Text segment.
● ● ● ● ● ● ●

DNA ‘printing press’ could quickly store mountains of data
Inspired by ancient invention of movable type, researchers use blocks of DNA to dramatically increase writing speed
The invention of the printing press and movable type—metal letters that can be arranged and inked—led to the Renaissance and an explosion of information that continues to this day. Now, researchers report applying the concept of movable type at the molecular level to dramatically speed up the ability to encode data in strands of DNA, an incredibly high-density medium for storing information. Although only demonstrated in the lab so far, the new approach, reported today in Nature, could energize the emerging DNA data storage industry by making it cost effective to archive vital information for decades and beyond, independent researchers say.
“It’s a really nice proof of concept and a significant improvement over previous DNA data storage approaches,” says Kun Zhang, a genomics expert at Altos Labs. “It gets around a barrier of DNA data storage that requires synthesizing DNA from scratch,” adds Jeff Nivala, a biophysicist at the University of Washington.

● ● ● ● ● ● ●

(Records from a dataset)
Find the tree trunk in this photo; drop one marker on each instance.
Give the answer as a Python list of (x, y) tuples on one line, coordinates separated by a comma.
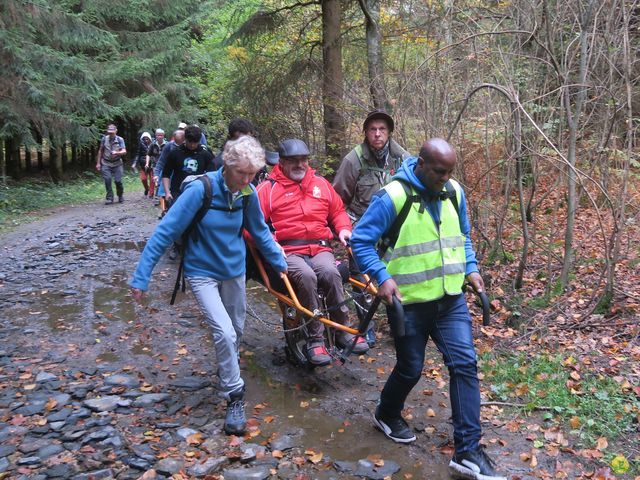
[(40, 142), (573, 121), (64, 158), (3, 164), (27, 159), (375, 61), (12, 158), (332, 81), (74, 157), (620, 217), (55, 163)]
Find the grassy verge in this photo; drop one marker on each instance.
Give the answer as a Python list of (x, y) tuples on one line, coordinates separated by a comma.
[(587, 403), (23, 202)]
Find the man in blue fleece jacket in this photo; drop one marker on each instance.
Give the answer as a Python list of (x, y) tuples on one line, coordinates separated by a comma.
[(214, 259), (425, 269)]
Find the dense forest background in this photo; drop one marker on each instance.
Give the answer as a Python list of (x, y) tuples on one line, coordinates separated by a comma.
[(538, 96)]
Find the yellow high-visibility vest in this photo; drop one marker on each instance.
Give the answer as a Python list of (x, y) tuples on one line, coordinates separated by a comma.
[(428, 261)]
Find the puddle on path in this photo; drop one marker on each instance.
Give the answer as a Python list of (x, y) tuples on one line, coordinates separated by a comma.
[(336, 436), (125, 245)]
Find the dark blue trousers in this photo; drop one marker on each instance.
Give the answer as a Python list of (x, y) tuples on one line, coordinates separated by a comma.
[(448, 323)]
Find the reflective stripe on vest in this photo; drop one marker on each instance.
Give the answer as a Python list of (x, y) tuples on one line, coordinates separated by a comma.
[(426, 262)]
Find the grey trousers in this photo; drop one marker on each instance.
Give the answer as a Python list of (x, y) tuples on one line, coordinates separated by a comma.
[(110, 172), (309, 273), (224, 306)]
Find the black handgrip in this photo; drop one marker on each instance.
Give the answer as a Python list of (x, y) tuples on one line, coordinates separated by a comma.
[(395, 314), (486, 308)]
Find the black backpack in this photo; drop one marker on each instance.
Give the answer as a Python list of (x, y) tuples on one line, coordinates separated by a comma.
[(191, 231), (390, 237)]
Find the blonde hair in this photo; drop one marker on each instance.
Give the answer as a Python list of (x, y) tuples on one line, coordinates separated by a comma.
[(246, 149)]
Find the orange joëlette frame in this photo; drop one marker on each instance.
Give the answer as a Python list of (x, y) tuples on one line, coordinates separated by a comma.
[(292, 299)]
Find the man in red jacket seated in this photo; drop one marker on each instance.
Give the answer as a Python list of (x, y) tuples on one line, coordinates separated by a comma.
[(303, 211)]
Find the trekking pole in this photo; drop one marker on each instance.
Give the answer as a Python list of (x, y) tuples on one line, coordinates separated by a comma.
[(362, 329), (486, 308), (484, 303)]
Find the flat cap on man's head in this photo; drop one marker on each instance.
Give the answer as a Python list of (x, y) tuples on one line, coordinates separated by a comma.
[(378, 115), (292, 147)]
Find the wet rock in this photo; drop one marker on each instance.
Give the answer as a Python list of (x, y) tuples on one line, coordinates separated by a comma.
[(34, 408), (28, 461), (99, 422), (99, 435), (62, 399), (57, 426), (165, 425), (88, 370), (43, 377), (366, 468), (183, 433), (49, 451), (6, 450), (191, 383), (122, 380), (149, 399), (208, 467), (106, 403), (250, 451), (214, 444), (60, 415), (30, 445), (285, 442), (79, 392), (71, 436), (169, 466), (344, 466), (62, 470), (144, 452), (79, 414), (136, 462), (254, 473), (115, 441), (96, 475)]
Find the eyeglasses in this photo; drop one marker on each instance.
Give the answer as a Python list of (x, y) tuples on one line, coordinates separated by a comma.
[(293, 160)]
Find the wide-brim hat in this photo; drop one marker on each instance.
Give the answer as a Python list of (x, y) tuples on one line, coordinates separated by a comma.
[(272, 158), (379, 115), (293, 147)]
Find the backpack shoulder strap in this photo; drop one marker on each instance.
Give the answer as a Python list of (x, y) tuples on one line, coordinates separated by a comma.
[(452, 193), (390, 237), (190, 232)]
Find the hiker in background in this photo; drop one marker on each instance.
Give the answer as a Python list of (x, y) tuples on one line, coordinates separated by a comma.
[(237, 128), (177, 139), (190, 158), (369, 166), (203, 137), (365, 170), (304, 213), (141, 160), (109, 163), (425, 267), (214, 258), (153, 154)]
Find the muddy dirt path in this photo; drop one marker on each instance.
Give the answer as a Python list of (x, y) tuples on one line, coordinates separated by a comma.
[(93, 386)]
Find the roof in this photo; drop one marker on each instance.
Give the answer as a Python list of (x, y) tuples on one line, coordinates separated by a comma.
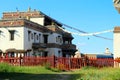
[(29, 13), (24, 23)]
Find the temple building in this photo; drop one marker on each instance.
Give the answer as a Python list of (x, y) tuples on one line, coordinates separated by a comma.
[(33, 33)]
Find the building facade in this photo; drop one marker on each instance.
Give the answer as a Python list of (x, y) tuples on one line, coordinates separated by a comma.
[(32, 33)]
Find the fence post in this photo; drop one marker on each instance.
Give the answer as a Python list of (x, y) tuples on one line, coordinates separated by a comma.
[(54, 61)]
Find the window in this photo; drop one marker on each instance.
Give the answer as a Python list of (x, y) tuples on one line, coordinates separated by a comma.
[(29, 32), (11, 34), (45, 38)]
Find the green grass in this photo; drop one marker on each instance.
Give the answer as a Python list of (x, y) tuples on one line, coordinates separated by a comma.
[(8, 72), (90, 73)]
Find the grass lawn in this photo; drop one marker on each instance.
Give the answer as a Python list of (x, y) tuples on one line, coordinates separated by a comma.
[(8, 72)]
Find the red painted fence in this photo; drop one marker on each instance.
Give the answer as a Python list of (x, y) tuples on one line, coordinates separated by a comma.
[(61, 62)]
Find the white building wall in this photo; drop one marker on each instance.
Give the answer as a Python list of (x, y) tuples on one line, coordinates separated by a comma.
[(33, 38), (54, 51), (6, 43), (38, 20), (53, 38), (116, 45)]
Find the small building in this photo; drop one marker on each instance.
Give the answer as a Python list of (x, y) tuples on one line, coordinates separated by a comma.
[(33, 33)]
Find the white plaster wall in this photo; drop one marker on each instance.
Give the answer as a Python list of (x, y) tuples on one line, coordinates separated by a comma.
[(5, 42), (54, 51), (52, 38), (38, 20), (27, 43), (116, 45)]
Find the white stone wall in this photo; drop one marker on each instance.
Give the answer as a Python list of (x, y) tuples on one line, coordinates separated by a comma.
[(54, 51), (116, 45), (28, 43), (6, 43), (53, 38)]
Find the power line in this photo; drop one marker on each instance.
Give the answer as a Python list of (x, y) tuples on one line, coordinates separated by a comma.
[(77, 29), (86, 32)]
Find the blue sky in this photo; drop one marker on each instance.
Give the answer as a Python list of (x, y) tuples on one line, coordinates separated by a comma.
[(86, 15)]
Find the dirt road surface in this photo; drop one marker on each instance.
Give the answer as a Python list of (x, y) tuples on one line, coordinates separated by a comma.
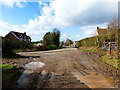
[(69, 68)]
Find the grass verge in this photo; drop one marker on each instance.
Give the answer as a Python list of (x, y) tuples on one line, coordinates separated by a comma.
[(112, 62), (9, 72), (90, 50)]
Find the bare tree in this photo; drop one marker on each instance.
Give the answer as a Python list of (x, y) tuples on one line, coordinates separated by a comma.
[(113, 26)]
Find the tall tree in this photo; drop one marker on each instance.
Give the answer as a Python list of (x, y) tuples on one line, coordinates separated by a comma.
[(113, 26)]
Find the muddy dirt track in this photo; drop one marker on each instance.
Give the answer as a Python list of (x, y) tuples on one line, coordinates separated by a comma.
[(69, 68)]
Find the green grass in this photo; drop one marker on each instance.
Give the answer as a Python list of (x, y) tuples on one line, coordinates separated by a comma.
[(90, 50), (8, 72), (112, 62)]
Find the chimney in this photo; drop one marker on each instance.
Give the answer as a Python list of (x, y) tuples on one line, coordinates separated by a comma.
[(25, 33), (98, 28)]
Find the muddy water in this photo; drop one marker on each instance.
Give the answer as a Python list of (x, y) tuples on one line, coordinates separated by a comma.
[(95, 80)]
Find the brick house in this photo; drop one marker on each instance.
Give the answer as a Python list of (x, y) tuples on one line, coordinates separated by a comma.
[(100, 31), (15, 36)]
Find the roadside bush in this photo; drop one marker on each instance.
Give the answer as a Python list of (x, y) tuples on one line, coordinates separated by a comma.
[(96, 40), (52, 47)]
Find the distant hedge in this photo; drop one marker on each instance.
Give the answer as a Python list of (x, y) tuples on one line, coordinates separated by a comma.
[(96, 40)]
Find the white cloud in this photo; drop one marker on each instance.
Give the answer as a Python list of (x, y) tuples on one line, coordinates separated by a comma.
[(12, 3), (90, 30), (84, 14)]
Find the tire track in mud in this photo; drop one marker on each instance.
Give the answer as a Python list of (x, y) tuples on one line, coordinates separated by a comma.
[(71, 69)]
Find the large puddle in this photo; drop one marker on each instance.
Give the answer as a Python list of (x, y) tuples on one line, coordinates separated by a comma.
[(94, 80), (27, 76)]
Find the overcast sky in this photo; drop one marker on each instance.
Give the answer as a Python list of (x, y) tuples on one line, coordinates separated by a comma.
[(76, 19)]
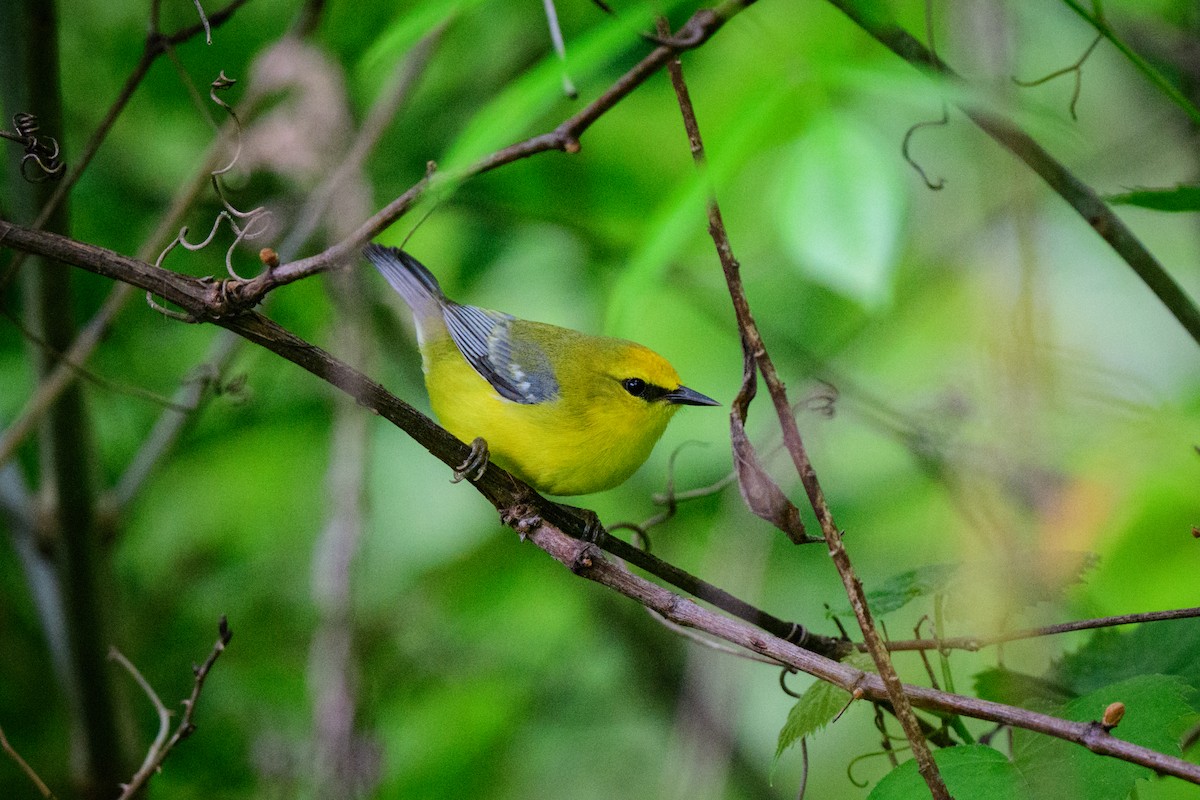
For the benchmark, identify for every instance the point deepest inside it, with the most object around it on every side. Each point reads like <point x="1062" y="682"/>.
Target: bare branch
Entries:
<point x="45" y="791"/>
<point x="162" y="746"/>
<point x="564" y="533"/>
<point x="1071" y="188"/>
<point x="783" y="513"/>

● ● ● ● ● ● ●

Activity. Can you retype the stretch of the DNA data storage article that begins with the words "DNA ‘printing press’" and ends with "independent researchers say."? These records were taken from a separate source.

Completed exercise.
DNA ‘printing press’ could quickly store mountains of data
Inspired by ancient invention of movable type, researchers use blocks of DNA to dramatically increase writing speed
The invention of the printing press and movable type—metal letters that can be arranged and inked—led to the Renaissance and an explosion of information that continues to this day. Now, researchers report applying the concept of movable type at the molecular level to dramatically speed up the ability to encode data in strands of DNA, an incredibly high-density medium for storing information. Although only demonstrated in the lab so far, the new approach, reported today in Nature, could energize the emerging DNA data storage industry by making it cost effective to archive vital information for decades and beyond, independent researchers say.